Files
gps-denied-desktop/docs/01_solution/01_solution_draft/Testing_Strategy_ATP.md
T
2025-11-03 21:18:52 +02:00

20 KiB
Raw Blame History

Testing Strategy & Acceptance Test Plan (ATP)

Overview

This document details the comprehensive testing strategy for the UAV Aerial Image Geolocalization System, covering unit tests, integration tests, system tests, field validation, and acceptance criteria.


1. Test Pyramid Architecture

                          ▲
                         /|\
                        / | \
                    ACCEPTANCE TESTS (5%)

_Data listing_.
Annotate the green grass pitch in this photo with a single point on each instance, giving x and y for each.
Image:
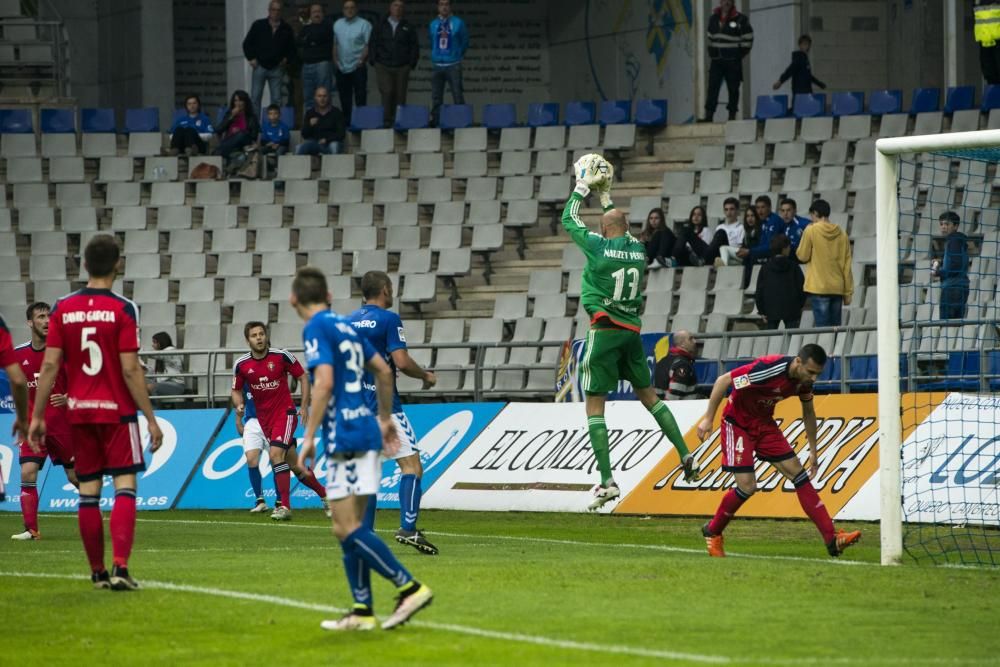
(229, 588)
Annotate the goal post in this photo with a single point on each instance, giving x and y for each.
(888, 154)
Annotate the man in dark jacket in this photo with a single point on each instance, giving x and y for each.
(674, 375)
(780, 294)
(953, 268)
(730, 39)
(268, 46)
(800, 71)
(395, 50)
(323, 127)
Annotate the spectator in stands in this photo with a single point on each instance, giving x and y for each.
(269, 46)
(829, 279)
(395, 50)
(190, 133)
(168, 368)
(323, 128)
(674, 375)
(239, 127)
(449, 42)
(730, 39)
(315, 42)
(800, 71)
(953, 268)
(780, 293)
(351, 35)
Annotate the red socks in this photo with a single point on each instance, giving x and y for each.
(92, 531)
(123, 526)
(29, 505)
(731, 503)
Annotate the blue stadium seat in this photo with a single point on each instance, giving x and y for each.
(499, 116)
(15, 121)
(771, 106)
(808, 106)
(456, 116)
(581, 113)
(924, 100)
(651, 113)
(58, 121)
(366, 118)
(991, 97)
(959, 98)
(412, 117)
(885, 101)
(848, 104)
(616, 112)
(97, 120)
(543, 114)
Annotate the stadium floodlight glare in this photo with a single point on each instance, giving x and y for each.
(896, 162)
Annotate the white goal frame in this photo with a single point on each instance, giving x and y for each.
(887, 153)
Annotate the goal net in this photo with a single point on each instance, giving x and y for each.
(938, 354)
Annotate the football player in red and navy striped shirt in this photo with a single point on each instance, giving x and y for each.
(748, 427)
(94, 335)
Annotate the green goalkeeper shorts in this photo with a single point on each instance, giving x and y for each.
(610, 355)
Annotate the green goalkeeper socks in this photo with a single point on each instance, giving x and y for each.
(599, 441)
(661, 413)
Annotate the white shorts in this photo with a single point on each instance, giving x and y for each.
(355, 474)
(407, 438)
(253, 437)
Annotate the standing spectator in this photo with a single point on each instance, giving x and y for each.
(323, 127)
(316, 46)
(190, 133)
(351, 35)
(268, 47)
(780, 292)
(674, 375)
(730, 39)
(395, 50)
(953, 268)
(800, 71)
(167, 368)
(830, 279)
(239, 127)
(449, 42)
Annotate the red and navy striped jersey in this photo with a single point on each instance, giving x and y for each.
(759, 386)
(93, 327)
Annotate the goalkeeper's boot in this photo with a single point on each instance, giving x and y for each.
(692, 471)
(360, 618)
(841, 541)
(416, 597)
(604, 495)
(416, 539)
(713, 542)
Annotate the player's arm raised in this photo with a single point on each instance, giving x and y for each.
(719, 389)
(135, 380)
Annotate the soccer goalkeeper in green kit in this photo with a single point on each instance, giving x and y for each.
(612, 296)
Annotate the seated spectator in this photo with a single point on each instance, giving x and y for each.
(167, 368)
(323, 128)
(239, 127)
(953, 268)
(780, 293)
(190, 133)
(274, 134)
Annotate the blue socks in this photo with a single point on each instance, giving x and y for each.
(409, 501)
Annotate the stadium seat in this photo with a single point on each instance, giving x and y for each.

_Actions to take_.
• 1. Which system does the testing strategy page say its testing strategy covers?
• 2. Pull out every line of the listing that contains the string "striped", treating uppercase and lowercase as different.

_Answers_.
• 1. The UAV Aerial Image Geolocalization System.

• 2.
Annotate the football player in red and navy striped shirt in this photo with a single point on each instance, giving x and y for each.
Annotate the red and navy striped jersey in this photo with a single point on each instance, giving x and y for each.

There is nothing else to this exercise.